(Location annotation dataset excerpts)
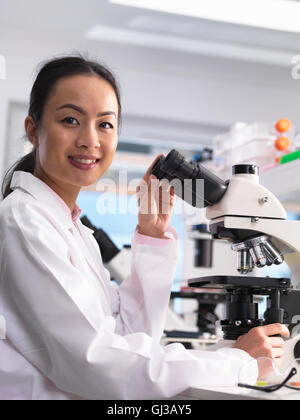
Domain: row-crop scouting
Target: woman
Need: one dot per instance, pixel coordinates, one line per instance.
(70, 333)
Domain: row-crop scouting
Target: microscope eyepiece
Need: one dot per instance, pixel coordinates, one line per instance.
(174, 167)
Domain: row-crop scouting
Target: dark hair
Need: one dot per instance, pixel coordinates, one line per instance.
(50, 73)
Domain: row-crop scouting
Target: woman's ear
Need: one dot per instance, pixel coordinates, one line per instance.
(32, 131)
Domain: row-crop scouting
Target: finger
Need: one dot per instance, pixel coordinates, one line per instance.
(276, 342)
(147, 174)
(276, 329)
(277, 353)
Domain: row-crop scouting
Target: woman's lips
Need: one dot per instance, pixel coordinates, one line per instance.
(83, 166)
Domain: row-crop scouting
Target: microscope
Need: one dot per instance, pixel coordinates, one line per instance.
(254, 223)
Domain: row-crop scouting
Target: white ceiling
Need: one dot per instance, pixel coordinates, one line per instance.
(64, 21)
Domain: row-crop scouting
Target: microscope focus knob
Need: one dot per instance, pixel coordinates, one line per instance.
(245, 169)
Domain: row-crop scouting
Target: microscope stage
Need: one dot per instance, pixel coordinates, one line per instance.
(258, 285)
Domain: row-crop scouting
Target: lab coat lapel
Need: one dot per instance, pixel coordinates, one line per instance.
(91, 256)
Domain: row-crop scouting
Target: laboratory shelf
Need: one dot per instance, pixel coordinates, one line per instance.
(283, 180)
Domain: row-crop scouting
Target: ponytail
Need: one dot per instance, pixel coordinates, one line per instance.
(25, 164)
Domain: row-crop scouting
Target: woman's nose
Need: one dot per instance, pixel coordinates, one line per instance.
(89, 137)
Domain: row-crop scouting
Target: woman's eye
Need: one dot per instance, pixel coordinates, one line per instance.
(106, 125)
(70, 121)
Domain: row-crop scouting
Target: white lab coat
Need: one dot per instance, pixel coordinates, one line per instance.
(70, 332)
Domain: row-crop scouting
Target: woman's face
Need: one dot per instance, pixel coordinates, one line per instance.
(80, 121)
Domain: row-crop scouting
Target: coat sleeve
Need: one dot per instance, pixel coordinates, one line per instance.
(51, 331)
(140, 304)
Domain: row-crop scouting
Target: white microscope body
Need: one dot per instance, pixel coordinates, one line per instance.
(248, 206)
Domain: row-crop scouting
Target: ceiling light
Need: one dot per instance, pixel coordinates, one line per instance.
(280, 15)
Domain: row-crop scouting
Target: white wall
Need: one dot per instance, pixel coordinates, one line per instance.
(165, 85)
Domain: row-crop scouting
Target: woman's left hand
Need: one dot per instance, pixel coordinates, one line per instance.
(156, 203)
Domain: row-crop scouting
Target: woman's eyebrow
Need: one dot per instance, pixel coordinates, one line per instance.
(81, 111)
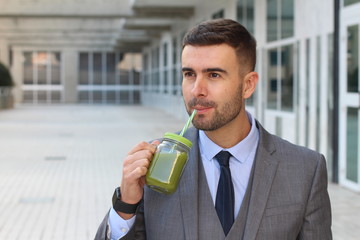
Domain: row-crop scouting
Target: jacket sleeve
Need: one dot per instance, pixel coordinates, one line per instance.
(317, 221)
(137, 232)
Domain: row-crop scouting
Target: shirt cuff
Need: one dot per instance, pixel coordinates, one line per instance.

## GIVEN INSTRUCTION
Extract every line of the data exactly; pictures stay out.

## EXERCISE SOLUTION
Domain: row-crop scouting
Target: woman
Need: one dot per instance, pixel coordinates, one line per instance.
(70, 333)
Domain: row-crop scouting
Target: microscope eyepiece
Need: one dot per instance, pixel coordinates, one line per instance.
(174, 167)
Domain: row-crop scouting
Target: dark hair
Need: one dot per instance, pixel coordinates, one line per instance.
(50, 73)
Domain: row-crop scouting
Target: woman's ear
Need: one dot per instance, pixel coordinates, one line per instance.
(32, 131)
Domain: row-crop scouting
Target: finger
Need: one dot per instance, pixel coordinates, one line per instance.
(276, 342)
(147, 174)
(276, 329)
(277, 353)
Domain: row-crop scouting
Target: woman's lips
Need: one dot per instance, pixel coordinates, one line per instance.
(83, 166)
Domain: row-crop scouting
Target: microscope
Need: one dot per instance, pixel coordinates, one line per instance.
(254, 223)
Domain: row-crop scouting
Target: white ceiling
Need: one dot per instance, pixel coordinates, one line per instance.
(64, 21)
Domain: row-crop scouting
Target: microscope focus knob
Need: one dot per instance, pixel coordinates, one line per instance.
(245, 169)
Domain: row-crop scouting
Target: microscope stage
Need: one dot per instance, pixel coordinates, one line per instance.
(258, 285)
Domain: row-crop scouting
Target: lab coat lapel
Need: one dot per instance, pixel coordinates, one line per instance.
(91, 256)
Domain: row-crop scouting
Target: laboratory shelf
Need: one dot per instance, pixel coordinates, one line per instance.
(283, 180)
Domain: row-crop scouting
Target: ponytail
Need: one dot per instance, pixel coordinates, one line per instance.
(25, 164)
Domain: row-crop scouting
Target: woman's nose
Need: one dot per instance, pixel coordinates, one line per instance.
(89, 137)
Domain: row-crop scouting
Target: woman's eye
Need: one dot per instance, pixel coordinates, one line per instance.
(106, 125)
(70, 121)
Domain: row-crop scouting
Target: white lab coat
Need: one dot per instance, pixel coordinates, one line per instance.
(70, 332)
Domain: row-crop scouting
Target: woman's face
Need: one dot per instance, pixel coordinates, one line per instance.
(80, 121)
Domain: row-crop scouting
Target: coat sleeve
Need: one dot per instance, pixel coordinates, one line per instance.
(51, 331)
(140, 304)
Domain: row-crop scouting
Target: white microscope body
Need: one dot per instance, pixel coordinates, one line per instance.
(248, 206)
Domain: row-crop scouting
Target: ceiling light
Need: one dot per instance, pixel coordinates, one line per instance.
(280, 15)
Domain: row-crop scouting
Target: white wall
Need: one dot per instance, pixel coordinates, one line per instance.
(165, 85)
Domain: row-crop scouting
Target: woman's left hand
Need: one dot per instance, pixel coordinates, one line per instance.
(156, 203)
Domain: row-crop scouting
Target: woman's eyebrow
Need: one dot per instance, pixel coordinates, one line per instance.
(81, 111)
Domain: row-crop scouting
Target: jacket sleeve
Need: one dot per instance, pixel coordinates, one line per instance.
(317, 221)
(137, 232)
Domain: row-crop scouting
Target: shirt cuff
Need: one dot per instance, pixel coordinates, one line per instance.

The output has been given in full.